**Given problem 1**:
According to the article below about Rep. Vern Buchanan's reelection campaign, how much is his initial cable TV ad spending?
**Given problem 2**:
Carry on the article below about Rep. Vern Buchanan's reelection campaign, starting after its final sentence.

**Text block**:

________________________

Trump headwinds lash Florida GOP congressman
By MARC CAPUTO and MATT DIXON
In a tough season for the GOP, Republican Rep. Vern Buchanan this week will start running the first television ads of his reelection campaign, an earlier-than-usual move that underscores the challenges ahead for the six-term incumbent as Democrats target his seat.
The political headwinds, stirred by low approval ratings for President Donald Trump, have already struck Buchanan close to home. His son, James, lost a special election in a Republican-leaning state House seat that accounts for more than 21 percent of Florida’s 16th Congressional District represented by Buchanan.
The congressman’s initial cable TV ad spending is relatively small, $128,000, and is aimed at an eastern Hillsborough County section of his district that was added in 2015. The following year, Buchanan didn’t feel the need to advertise directly to these new voters and he comfortably won reelection.
But after recent Republican losses in bellwether contests in Pennsylvania, Alabama and South Florida, Buchanan is taking no chances in 2018.
“Vern has a tremendous record of accomplishment to talk about and we’re eager to get to it,” said Max Goodman, a Buchanan spokesman.

________________________

**Supplied data**:
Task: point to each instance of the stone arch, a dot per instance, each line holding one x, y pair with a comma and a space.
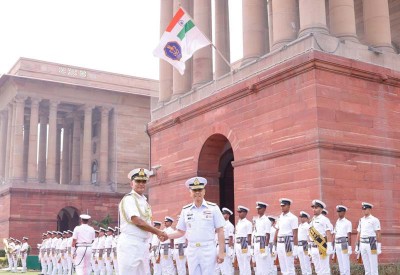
67, 218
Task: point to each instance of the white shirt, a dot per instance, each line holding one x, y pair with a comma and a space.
342, 227
286, 224
321, 224
200, 223
128, 209
368, 226
263, 226
302, 233
83, 234
243, 228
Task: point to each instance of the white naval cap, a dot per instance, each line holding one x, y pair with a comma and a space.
285, 201
304, 214
196, 183
84, 216
341, 208
226, 211
242, 208
139, 174
366, 205
318, 203
260, 204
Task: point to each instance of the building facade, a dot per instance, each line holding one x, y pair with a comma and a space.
68, 138
312, 111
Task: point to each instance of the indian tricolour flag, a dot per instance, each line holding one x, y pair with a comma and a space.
180, 40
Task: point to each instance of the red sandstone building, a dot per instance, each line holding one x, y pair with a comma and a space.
313, 111
68, 138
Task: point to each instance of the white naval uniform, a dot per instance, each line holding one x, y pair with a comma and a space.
84, 236
286, 224
226, 267
367, 228
107, 254
166, 262
180, 260
243, 228
262, 228
304, 258
342, 228
321, 224
155, 254
132, 249
200, 224
24, 255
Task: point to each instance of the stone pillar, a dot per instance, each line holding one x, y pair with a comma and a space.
52, 143
165, 70
254, 14
3, 144
104, 131
342, 19
43, 120
76, 151
202, 59
58, 154
377, 24
284, 22
87, 147
9, 140
65, 171
183, 83
18, 139
312, 17
222, 37
33, 140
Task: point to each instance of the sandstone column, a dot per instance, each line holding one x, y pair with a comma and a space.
202, 59
52, 143
87, 147
165, 70
65, 171
33, 140
254, 29
3, 144
183, 83
18, 139
104, 131
222, 37
312, 17
377, 24
42, 147
284, 22
342, 19
76, 151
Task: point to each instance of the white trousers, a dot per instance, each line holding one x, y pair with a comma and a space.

________________________

**Task output 1**:
$128,000

**Task output 2**:
The ad is a 60-second spot that focuses on Buchanan’s biography. A normal political ad is 30 seconds, but with few other campaigns on air this early, air time is much cheaper for longer ads that are generally used to frame a candidate’s background.
The Democratic Congressional Campaign Committee has included Buchanan’s seat on its list of districts it wants to flip. Buchanan, of Longboat Key, is being challenged by Democrat David Shapiro, a personal injury attorney from Siesta Key. Shapiro’s campaign quickly raised $250,000, a number that helped him quickly pass early viability tests from Republicans sizing him up.
But Buchanan has spent more than Shapiro has raised and the incumbent is still sitting on a mammoth $2.2 million war chest, in addition to his huge personal fortune. He is regularly ranked among Congress’ wealthiest members, a distinction that brought him extra scrutiny Monday from the Associated Press because of the windfall savings he’ll see under the new tax law he helped craft.
Shapiro’s campaign has cast the contest as a David-and-Goliath match-up and said the Feb. 13 contest that Buchanan’s son lost for Florida’s 72nd House District was a warm-up for the coming general election for the congressional seat.
In that special election, Democrat Margaret Good beat James Buchanan by 7.4 percentage points. In 2016, Trump carried it by 4.6 percentage points over Democrat Hillary Clinton.
“Good showed that the growing wave coming from the grassroots has the ability to overcome dynastic political families, as well as the threat of unlimited political spending,” Shapiro’s campaign said in a memo after the election. “The Buchanan name only gets you so far these days, as establishment Republicans in Washington continue to sink in popularity.”
Indeed, in the portion of the state House seat that overlaps with the congressional seat, the younger Buchanan lost to the Democrat by 8.1 points.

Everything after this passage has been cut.